## Text for analysis
::::::::

Childfree bellies, uncentering pregnancy as their only recognized and valued function, remind all women that there is more purpose to reclaim within and among ourselves.
Childfree bellies, unencumbered by the demands of hosting pregnancy and giving birth, become essential tools to the resistance.
Childless-not-by choice bellies who alchemize their grief over nonparenthood become essential tools to the resistance.
Our bodies are literally and figuratively built to tolerate the heat of holy rage and sacred grief bubbling away in the cauldron of our bellies. Withstanding eons of misogyny, misogynoir, white supremacy, and patriarchy, our bellies alchemize ancestral lineages of oppression into reclamation.
Because our bellies persist despite not ever bearing children, they get to focus on keeping our cauldrons simmering. And when we come to a steady boil, our nonpregnant bellies threaten the system.
The work of racial justice and body activist Sonya Renee Taylor comes to mind here. In her book The Body Is Not an Apology: The Power of Radical Self-Love, she said, “When we decide that people’s bodies are wrong because we don’t understand them, we are trying to avoid the discomfort of divesting from an entire body-shame system.”
There is a lot to gain from the system’s attempts to oppress female-identified bodies, especially the nonpregnant ones. Fatphobia, with its roots in white supremacy, is so far an effective way of grooming women to dis-member ourselves (sometimes literally). To sequester ourselves through body shame. To police each other so that we stay separate, frozen numb by the loss of warmth that comes from gathering at the community hearth, where all our voices are welcome.
Because when we start talking out loud to each other about all of this, we begin to re-member ourselves.
Once we begin to re-member together, we gain the momentum to divest from hateful systems, which include patriarchal pronatalism.
Once we gain the momentum, we build tolerance around the discomfort of taking apart those systems and reconstructing them according to the blueprints of liberation.
What would it be like to re-member ourselves and divest from this entire system of hate that is at the root of all the atrocious injustices we are weathering today?
Can you imagine the revolution that would begin if we all re-membered?
Perhaps you are already dreaming it.
I am…. And one thing is for sure: My big, fat, childfree belly will be the first to arrive at this revolution—and so will yours—in all of her ungirdled power. Like a beacon, she will guide the rest of me into the center of our collective cauldron, where hopefully I will meet all of you who followed your own guts. Then we can let our pooches run wild together.
Photo by Bharathi Kannan on Unsplash




Loved this. You speak the absolute truth about the only time a woman is allowed to have a round belly. Sigh. Beautful tribute of love to your pooch
Such a rich topic. I found that after discontinuing fertility treatments and making the conscious decision to lead a childfree life, suddenly I felt a newfound shame around my belly that had softened and grown over the course of my infertility journey.. it felt as if I had not earned the “right” to it. It hit me rather suddenly, this story that women who carry pregnancies have a “right” to a softer midsection, and I do not. For me, this story came out of a period in the body positivity movement, when my social media feed was filled with pictures of mothers — holding their babies — proudly displaying their soft bellies, c-section scars, stretch marks (wonderful! Yes! Normalize how bodies change with pregnancy and birth) AND I really internalized those images in such a way that does not serve me now as a childfree woman. What I unconsciously took away from those images was that *mothers* can be proud of their bellies postpartum and beyond, as if a soft belly is something only a mother is entitled to.
This post brought so many memories and reflections back to the forefront, and I appreciate it as an invitation to explore further. Oh, how I’d love to embrace my own pooch 🐶 in public, to lean back in my chair and rest my hands lovingly on it. What a mighty act of resistance through self-love.

::::::::

## Supplied information
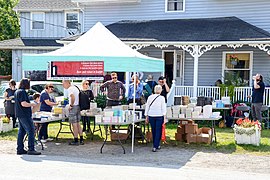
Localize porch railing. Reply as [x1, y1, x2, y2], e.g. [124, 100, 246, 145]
[168, 85, 270, 106]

::::::::

## What you should do
The text on childfree bellies names what our bellies have withstood for eons. List each of those things.

## Written solution
- misogyny
- misogynoir
- white supremacy
- patriarchy